▸ **RECORDED DATA**:
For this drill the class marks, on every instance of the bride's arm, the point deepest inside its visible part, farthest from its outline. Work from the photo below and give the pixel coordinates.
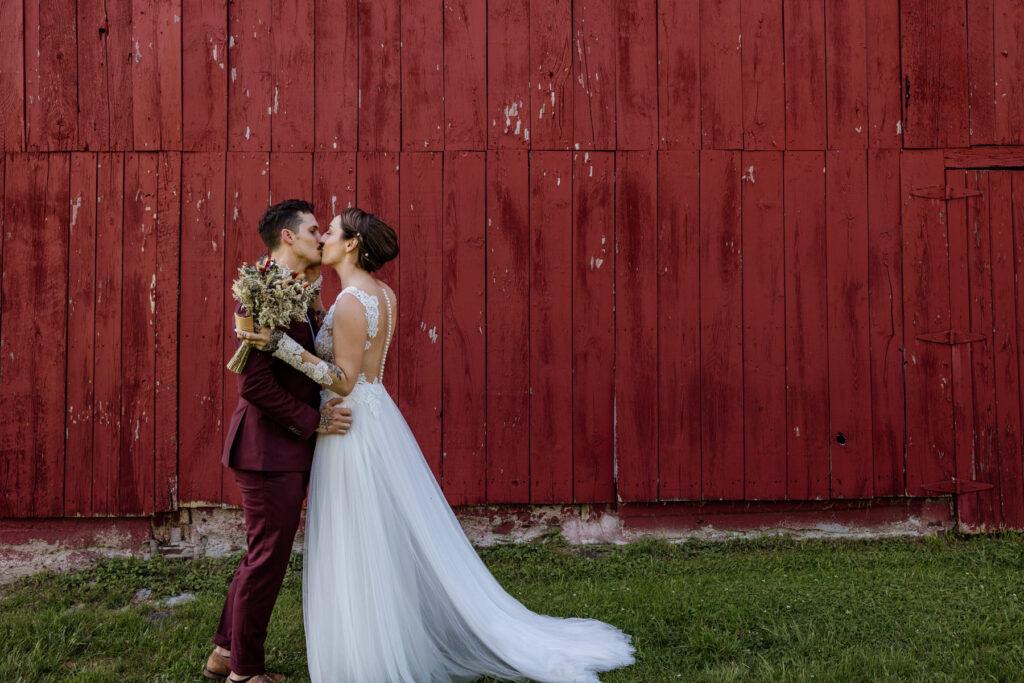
(280, 345)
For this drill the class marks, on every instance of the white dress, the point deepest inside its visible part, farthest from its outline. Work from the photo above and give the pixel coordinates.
(392, 591)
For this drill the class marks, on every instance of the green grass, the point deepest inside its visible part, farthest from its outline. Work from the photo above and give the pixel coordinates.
(937, 609)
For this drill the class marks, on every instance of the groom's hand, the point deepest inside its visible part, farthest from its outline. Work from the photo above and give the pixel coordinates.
(334, 418)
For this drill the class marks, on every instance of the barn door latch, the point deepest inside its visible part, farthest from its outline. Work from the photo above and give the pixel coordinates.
(944, 193)
(951, 337)
(956, 486)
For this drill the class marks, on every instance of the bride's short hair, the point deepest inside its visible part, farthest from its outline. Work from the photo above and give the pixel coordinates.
(378, 243)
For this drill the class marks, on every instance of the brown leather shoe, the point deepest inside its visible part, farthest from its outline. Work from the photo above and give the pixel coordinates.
(217, 667)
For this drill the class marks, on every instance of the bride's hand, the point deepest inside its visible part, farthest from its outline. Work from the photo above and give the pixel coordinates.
(260, 338)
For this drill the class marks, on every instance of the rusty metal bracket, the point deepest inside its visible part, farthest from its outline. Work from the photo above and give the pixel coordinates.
(944, 193)
(956, 486)
(951, 337)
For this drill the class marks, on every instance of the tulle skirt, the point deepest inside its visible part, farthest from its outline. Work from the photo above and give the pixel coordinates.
(393, 591)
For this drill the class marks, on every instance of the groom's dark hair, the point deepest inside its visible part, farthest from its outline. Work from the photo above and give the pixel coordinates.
(280, 217)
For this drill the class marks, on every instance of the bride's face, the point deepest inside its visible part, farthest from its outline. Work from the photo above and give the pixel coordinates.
(336, 247)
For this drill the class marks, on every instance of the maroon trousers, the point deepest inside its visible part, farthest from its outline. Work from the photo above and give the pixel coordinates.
(272, 502)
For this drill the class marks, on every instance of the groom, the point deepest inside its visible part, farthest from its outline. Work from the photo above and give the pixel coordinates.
(269, 450)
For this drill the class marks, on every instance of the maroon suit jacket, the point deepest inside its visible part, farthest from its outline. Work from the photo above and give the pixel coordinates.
(273, 427)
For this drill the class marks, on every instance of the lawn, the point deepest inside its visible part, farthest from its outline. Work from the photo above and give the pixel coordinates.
(943, 608)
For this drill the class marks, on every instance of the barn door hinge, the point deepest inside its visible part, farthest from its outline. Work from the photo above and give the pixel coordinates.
(944, 193)
(956, 486)
(951, 337)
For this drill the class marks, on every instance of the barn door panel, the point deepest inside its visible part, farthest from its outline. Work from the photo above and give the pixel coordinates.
(926, 318)
(989, 436)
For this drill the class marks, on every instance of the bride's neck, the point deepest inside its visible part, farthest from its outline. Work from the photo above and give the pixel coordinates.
(351, 274)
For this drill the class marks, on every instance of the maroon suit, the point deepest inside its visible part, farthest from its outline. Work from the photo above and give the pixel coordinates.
(269, 449)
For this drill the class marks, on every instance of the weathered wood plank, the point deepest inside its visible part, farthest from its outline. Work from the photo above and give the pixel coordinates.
(81, 337)
(806, 322)
(380, 76)
(337, 90)
(51, 85)
(960, 318)
(463, 347)
(805, 74)
(594, 39)
(204, 75)
(679, 73)
(551, 470)
(849, 355)
(885, 112)
(885, 305)
(33, 361)
(1005, 342)
(107, 53)
(679, 326)
(721, 332)
(1009, 95)
(420, 313)
(593, 298)
(422, 79)
(764, 327)
(933, 50)
(250, 84)
(248, 195)
(12, 76)
(138, 316)
(203, 323)
(508, 327)
(636, 325)
(508, 75)
(292, 122)
(291, 176)
(636, 76)
(551, 74)
(377, 190)
(987, 505)
(981, 71)
(109, 328)
(334, 190)
(926, 309)
(763, 76)
(168, 257)
(721, 75)
(846, 74)
(465, 75)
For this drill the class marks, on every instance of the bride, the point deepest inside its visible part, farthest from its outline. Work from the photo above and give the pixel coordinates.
(392, 590)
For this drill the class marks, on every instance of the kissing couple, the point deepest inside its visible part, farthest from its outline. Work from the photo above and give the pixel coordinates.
(392, 591)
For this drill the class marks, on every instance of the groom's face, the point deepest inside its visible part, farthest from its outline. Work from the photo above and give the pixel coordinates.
(305, 239)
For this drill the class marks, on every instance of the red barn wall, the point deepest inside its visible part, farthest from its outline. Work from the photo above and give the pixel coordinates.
(650, 250)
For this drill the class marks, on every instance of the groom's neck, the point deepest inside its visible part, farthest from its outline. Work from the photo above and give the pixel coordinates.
(288, 259)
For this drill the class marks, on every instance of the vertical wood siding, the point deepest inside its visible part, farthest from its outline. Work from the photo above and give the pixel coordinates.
(651, 250)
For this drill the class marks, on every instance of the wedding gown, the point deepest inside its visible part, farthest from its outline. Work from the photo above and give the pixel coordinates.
(391, 588)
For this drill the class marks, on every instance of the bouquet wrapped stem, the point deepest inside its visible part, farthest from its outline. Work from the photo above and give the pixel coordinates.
(272, 296)
(238, 361)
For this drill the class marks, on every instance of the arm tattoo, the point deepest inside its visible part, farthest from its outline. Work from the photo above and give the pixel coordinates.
(275, 336)
(290, 351)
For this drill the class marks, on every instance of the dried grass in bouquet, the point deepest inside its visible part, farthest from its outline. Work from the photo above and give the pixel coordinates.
(273, 296)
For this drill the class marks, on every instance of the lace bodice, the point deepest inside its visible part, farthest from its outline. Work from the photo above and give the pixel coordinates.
(325, 338)
(324, 344)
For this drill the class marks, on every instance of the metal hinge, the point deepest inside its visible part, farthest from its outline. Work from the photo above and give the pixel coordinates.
(951, 337)
(944, 193)
(956, 486)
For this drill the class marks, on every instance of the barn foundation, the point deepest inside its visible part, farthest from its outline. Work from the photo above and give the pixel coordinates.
(61, 544)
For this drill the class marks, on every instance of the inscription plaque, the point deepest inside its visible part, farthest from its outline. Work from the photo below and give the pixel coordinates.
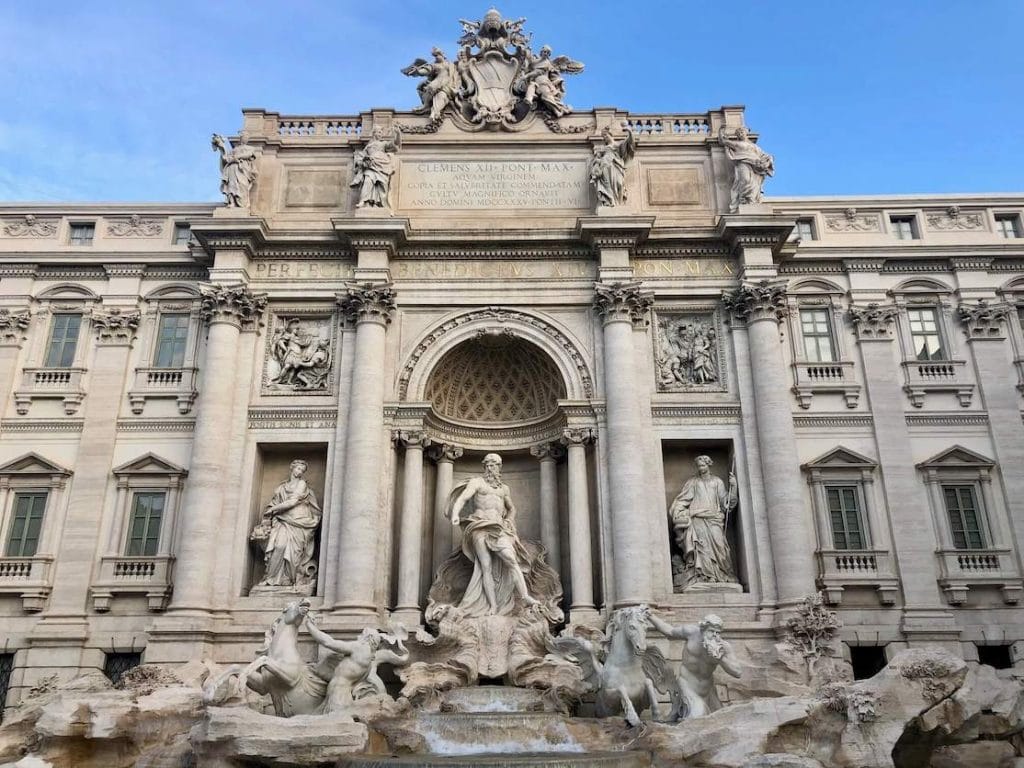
(480, 184)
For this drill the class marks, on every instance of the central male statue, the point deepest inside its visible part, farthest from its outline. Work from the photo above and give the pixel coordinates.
(491, 542)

▸ **GOAL**:
Make an exact copy of only those lines that run from the line with "of the lace" through the end of the records, excluding pictures.

▸ **RIGHT ANSWER**:
For this drill the class marks, on every instance of the lace bodice, the point deepest inside its visible part, farthest from its outline. Work from the photo above and give the pixel coordinates.
(325, 338)
(324, 344)
For this drill the class marks, on every instance of the metal hinge, the point deepest inside its visible part, farthest from its outline. Work from the photo above and give the pixel coordinates.
(951, 337)
(944, 193)
(956, 486)
For this drill the class marks, on every instance of the barn foundation, the point deepest inside its visible part, farthest from its outline. Work from the photo above and give the pixel coordinates.
(61, 544)
For this drill the class marks, on every instance of the inscription plaque, the point deepest inside its visible part, farthest from its outline. Work from the photo below and give the pixel coordinates.
(480, 184)
For this drill the class marks, on every instance of the central male statue, the point deepest inside its visible part, farthest from its outline. Work from the photo above and give the pixel coordinates.
(491, 542)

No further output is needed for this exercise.